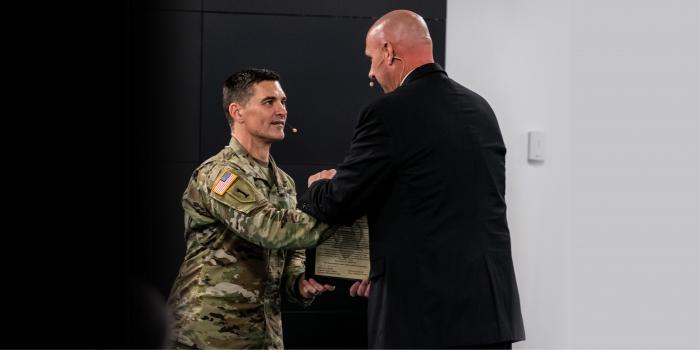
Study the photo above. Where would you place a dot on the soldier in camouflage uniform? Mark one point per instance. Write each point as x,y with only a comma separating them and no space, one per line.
241,227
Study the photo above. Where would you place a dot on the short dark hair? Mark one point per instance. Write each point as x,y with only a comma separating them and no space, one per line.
239,87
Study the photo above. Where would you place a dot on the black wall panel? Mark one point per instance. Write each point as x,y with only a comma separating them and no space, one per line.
334,8
167,75
182,52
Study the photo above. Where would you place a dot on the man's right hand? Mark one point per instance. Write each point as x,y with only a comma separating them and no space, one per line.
360,288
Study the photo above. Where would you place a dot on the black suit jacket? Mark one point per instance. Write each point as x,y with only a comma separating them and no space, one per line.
427,167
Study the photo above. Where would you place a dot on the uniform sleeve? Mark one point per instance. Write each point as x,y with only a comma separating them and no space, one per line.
234,201
293,268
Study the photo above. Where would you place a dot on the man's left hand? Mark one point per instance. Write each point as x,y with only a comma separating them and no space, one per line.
309,288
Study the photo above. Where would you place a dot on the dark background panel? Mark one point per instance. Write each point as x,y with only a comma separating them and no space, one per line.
337,8
182,5
323,69
329,330
159,244
166,89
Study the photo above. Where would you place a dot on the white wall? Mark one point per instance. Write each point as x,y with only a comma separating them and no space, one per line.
605,231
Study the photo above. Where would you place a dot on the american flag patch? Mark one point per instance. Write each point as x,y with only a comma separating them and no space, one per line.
224,182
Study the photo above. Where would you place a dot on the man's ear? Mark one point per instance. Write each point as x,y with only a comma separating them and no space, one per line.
234,110
389,52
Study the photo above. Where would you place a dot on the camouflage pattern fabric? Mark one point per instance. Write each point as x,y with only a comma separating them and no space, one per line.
240,252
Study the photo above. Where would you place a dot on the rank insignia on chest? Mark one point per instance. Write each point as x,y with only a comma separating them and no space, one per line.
224,182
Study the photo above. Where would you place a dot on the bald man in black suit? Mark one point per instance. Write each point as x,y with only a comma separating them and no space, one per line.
427,167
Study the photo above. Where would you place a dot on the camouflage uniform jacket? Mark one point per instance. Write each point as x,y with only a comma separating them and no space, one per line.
237,220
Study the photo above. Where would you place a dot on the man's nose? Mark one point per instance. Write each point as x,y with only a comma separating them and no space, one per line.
282,110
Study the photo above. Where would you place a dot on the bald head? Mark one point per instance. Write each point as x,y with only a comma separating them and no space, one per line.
397,43
404,29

# # # # #

Take the listing and print it again exactly, but without any pictures.

Study the photo above. Where would you place a dot on the soldier in camouflage uniform? Mark one point per instance. Write each point as x,y with only a comma separating them and no space, one per line.
241,227
Study the photo above. Where would you place a dot on the short dark hair? Mark one point per instance. Write each point as x,y with only a comma separating them and no space, one per line.
239,87
Study the photo above. Where would you place a dot on the black wall panel? Mark one point per instance. Write each point as x,y with only a comma separating them and no space, one per line.
334,8
167,75
182,52
Study the photo above. Where would you place a dot on the man's right hand? Mark one point per instance. Write each point as x,y with only a comma separating them and no space, one per line.
360,288
Study the photo above. Where would you place a dot on the black suit jacket? Mark one point per instance. Write each point as x,y with only a comma separating them and no space, one per line.
427,167
Study the photo above. Where would you place a dot on the uniform sleeve? Mark one point per instance. Write each point as x,y with only a comma separating them and no space, one per line.
234,201
293,268
Study the photo above. Where would you place a dot on the man's left hand? Mark one point per instance. Write each point as x,y with only a comma separating them and no space, one per line.
309,288
Study the photo above. Where would you place a dot on the dark background panel? Mark one point per instance. Write each point as x,y with only a comma separating them and no space, one per line.
337,8
182,5
323,69
329,330
159,244
166,89
Study the photo above. Where would you place a dot on the white wall? Mark one point per instance. Write each point as x,y with only a comma separating them and no space, one per line.
605,231
Study the photo above. Where would you place a dot on the american flag patch? Mark one point per instance. Write each point as x,y with only a comma separating them and no space, one per line.
224,182
Study the photo above. Where would you place a dot on the man's ear? Mark one point per instance. Write each point as x,y with only a comma separating them and no space, one per line.
234,110
389,52
Study the photo above. Where would you place a dot on the camouflage pattern fabric? Mark one point per instance. Write each point as x,y with only a comma separating them and no space, one per line.
240,252
Study the photo above. Where would you place a dot on the rank insignia on chest? Mark one point per instance. Write each point as x,y with only a comma separating them and no space, one per line.
224,182
Study the photo above. Where would you place a dot on the bald man in black suit? Mark one point per instance. Write each point as x,y with only a comma separating them and no space, one per line.
427,167
Study the photo above. Where would you place a dot on the camouflage uniform jacket? Mark one point per instance. Write each point as x,y with only a comma separating them and no space, one per line.
237,220
Study the photo above. Where would you place a dot on the man's nose? Mark one point per instance. Write each point as x,y with only a comma separating them and no space, one per line.
282,110
Study the photo above. Where would you place a dot on the bald head? Mark one point per instance. Write each point as x,y with only a comma separating them and no space, one per line.
397,43
404,29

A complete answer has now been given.